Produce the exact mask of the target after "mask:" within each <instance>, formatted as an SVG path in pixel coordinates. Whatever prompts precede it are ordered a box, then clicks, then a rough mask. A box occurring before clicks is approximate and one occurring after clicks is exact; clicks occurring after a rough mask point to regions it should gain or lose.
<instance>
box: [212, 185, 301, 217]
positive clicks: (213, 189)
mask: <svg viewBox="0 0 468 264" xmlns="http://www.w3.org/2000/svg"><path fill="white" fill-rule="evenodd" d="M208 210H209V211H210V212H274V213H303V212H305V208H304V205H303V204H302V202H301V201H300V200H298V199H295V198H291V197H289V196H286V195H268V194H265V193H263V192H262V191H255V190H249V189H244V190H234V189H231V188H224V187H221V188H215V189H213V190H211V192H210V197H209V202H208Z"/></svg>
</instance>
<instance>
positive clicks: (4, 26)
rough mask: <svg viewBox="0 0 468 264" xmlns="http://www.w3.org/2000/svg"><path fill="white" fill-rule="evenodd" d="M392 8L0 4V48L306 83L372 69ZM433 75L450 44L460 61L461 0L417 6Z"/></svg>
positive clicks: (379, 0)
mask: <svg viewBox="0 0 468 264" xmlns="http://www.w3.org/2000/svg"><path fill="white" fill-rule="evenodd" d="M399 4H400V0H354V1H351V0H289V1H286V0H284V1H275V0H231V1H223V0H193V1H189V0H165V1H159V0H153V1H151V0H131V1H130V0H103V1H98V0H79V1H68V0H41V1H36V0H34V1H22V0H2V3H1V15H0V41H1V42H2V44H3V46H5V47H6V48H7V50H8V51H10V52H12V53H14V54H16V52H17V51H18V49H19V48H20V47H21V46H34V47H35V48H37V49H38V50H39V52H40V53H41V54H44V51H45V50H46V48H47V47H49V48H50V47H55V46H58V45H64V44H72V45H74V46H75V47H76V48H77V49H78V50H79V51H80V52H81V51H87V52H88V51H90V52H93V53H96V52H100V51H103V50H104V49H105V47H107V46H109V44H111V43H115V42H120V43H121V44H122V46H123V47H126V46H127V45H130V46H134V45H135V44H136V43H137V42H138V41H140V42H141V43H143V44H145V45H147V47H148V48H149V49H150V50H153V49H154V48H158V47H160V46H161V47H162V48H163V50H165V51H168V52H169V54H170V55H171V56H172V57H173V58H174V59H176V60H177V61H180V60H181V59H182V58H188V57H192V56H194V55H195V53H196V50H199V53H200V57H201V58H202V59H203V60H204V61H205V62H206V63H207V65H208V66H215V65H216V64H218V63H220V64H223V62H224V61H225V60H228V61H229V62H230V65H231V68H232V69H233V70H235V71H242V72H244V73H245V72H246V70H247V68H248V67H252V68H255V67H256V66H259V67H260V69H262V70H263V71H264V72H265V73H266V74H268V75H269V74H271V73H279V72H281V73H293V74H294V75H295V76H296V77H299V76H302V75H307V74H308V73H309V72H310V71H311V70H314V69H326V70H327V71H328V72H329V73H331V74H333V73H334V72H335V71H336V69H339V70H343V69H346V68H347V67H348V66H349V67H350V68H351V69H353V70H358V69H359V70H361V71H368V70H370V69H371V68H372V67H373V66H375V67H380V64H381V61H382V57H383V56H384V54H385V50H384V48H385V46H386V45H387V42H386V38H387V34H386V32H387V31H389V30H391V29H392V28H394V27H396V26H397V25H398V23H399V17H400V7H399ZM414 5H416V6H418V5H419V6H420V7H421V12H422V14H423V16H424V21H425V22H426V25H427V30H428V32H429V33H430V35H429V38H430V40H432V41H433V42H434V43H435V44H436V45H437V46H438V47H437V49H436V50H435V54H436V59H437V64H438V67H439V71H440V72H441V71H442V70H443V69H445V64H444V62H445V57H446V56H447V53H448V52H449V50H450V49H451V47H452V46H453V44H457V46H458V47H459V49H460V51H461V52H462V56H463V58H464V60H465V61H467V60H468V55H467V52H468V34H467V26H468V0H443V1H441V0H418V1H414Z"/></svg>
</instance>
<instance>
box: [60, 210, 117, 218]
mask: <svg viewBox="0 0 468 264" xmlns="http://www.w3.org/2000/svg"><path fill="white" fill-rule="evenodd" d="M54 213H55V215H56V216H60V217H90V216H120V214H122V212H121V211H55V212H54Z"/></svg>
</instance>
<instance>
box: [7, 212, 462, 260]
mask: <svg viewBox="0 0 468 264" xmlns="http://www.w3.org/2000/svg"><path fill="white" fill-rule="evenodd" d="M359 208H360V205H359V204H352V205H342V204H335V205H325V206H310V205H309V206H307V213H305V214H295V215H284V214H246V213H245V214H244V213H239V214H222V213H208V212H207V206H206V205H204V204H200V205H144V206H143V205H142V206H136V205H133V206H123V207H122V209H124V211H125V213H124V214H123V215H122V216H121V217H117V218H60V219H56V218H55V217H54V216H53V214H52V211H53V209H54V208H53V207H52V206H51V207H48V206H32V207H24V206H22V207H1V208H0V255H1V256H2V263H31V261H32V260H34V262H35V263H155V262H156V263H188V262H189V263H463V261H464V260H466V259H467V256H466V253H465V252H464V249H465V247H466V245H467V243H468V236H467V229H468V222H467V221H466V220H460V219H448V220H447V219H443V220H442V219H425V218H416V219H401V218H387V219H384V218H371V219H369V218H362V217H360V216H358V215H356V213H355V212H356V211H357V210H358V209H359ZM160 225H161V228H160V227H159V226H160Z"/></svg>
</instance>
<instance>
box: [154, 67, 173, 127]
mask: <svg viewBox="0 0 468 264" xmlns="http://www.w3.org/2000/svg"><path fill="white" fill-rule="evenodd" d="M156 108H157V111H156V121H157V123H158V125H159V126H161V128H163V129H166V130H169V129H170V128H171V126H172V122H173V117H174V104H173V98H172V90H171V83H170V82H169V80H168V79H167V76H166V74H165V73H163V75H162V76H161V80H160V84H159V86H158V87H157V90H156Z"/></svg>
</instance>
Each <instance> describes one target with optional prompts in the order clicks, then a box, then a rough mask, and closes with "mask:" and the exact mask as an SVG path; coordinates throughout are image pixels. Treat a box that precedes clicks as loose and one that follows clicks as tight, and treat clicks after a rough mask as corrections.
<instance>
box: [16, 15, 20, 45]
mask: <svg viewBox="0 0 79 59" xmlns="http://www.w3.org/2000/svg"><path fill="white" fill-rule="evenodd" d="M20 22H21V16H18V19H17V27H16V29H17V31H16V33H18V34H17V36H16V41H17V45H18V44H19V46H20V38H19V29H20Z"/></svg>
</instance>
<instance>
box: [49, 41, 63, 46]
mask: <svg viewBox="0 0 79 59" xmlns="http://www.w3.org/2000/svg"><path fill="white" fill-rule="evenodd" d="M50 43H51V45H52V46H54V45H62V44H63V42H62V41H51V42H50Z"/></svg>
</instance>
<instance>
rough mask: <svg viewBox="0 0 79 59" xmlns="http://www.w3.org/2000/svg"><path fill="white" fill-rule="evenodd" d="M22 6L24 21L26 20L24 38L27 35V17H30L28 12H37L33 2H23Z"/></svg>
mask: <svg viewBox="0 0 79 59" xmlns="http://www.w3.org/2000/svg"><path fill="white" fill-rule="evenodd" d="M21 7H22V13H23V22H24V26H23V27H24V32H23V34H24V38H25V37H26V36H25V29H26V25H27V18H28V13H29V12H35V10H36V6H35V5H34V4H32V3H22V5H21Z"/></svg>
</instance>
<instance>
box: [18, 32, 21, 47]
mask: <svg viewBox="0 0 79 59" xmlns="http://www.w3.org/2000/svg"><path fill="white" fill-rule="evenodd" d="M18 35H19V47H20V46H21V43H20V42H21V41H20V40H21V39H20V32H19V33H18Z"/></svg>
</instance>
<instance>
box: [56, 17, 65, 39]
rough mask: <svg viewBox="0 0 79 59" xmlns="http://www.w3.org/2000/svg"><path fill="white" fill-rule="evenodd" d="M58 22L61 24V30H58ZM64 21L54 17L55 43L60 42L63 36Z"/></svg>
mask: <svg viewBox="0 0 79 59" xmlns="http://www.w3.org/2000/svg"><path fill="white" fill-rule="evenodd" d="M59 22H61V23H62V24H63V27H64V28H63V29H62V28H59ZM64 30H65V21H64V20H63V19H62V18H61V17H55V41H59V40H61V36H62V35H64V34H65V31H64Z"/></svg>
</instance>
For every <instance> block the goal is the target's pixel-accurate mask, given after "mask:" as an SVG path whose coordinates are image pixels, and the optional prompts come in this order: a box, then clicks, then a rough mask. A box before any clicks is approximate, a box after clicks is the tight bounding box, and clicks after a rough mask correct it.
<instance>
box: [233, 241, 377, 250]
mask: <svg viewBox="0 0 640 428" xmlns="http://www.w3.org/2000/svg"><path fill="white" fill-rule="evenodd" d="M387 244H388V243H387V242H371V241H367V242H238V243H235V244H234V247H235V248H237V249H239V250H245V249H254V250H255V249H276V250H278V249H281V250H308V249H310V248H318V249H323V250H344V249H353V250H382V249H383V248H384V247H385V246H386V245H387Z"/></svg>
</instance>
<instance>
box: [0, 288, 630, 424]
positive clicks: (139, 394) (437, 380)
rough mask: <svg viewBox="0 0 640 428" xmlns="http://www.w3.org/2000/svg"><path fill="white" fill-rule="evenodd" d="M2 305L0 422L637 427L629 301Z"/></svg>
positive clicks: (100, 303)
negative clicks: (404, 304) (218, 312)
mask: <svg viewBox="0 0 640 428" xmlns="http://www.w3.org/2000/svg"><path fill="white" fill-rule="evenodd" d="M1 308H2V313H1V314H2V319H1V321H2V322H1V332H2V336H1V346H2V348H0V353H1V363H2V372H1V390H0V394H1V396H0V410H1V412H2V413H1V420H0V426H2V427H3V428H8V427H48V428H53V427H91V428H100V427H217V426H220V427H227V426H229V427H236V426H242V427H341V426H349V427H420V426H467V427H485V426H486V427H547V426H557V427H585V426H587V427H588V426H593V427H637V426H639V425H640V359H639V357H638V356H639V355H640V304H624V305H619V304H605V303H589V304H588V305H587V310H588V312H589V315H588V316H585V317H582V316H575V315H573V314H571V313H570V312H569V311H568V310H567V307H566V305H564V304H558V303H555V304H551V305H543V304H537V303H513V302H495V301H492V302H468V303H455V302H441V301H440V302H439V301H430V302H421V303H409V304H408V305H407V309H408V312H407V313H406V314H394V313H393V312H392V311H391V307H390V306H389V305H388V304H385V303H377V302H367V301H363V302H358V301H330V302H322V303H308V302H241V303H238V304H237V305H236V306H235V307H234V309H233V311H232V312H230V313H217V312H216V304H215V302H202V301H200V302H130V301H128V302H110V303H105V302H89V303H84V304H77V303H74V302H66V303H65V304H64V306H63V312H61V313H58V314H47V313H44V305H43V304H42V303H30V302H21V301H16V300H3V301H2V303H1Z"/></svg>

What is required:
Of the entries listed above, reproduce only the lines starting at the line containing "positive clicks: (213, 189)" and ending at the line containing "positive clicks: (4, 26)". Include both, exactly as they stand.

Your solution:
positive clicks: (213, 189)
mask: <svg viewBox="0 0 468 264" xmlns="http://www.w3.org/2000/svg"><path fill="white" fill-rule="evenodd" d="M208 210H209V211H210V212H274V213H303V212H305V208H304V205H303V204H302V202H301V201H300V200H298V199H295V198H291V197H289V196H286V195H268V194H265V193H263V192H262V191H255V190H249V189H244V190H234V189H231V188H224V187H221V188H215V189H213V190H211V192H210V197H209V202H208Z"/></svg>
</instance>
<instance>
positive clicks: (4, 26)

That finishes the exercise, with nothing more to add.